Listed records:
---+---
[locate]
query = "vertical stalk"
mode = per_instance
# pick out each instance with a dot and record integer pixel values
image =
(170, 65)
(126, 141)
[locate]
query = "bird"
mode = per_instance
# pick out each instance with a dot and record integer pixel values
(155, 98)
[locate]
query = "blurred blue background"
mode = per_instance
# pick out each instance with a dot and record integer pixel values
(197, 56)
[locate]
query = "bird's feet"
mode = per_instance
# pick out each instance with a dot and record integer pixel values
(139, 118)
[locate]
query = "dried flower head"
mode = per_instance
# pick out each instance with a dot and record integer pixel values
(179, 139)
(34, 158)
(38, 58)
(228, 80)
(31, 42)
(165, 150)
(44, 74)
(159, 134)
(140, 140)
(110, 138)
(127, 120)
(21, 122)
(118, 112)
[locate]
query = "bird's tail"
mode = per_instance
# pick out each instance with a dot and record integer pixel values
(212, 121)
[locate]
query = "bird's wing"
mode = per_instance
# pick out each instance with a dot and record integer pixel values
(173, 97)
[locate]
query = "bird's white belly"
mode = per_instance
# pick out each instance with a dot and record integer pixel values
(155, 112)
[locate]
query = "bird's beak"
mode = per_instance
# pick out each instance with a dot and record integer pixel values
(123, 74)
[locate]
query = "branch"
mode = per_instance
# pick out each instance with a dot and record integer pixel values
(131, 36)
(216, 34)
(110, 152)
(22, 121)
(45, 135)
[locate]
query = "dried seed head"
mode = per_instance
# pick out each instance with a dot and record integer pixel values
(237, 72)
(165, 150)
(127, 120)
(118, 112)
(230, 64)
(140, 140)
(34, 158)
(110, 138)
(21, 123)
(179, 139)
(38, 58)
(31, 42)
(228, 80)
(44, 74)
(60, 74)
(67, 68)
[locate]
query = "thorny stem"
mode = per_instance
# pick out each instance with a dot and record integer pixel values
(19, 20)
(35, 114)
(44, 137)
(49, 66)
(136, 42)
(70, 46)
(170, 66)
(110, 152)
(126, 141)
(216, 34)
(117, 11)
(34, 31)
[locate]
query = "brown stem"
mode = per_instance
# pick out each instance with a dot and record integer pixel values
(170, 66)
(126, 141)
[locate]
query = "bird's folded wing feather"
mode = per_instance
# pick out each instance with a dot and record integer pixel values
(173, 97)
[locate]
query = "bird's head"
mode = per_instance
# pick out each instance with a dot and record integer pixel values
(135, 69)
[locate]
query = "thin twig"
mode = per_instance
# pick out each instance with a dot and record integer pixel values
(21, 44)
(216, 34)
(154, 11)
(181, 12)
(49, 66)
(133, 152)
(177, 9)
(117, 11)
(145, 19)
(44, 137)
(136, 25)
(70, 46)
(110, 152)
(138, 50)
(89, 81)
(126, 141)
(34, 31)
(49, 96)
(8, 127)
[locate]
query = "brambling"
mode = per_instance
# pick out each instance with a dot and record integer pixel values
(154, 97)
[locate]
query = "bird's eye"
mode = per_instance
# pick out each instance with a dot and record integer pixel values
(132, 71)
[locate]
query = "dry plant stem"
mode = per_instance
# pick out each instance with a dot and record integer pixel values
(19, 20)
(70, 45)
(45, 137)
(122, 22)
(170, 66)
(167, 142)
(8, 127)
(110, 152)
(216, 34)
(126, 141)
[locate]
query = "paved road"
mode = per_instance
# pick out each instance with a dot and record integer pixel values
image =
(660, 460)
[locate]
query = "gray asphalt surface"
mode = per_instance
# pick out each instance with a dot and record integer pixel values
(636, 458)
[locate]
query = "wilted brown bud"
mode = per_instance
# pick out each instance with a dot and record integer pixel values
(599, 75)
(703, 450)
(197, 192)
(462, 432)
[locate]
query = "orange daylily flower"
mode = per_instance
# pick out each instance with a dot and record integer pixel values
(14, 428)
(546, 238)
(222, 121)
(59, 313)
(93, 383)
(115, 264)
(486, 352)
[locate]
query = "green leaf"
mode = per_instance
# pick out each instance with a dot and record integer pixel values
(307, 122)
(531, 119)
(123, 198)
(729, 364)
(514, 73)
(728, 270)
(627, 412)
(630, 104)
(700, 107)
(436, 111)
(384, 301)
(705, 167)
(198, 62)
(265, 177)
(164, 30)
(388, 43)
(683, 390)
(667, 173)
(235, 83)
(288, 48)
---+---
Task objective: Select every line of the listing above that includes the string "dried", and copy each one out in full.

Solution to this exercise:
query = "dried flower head"
query = "dried seed head"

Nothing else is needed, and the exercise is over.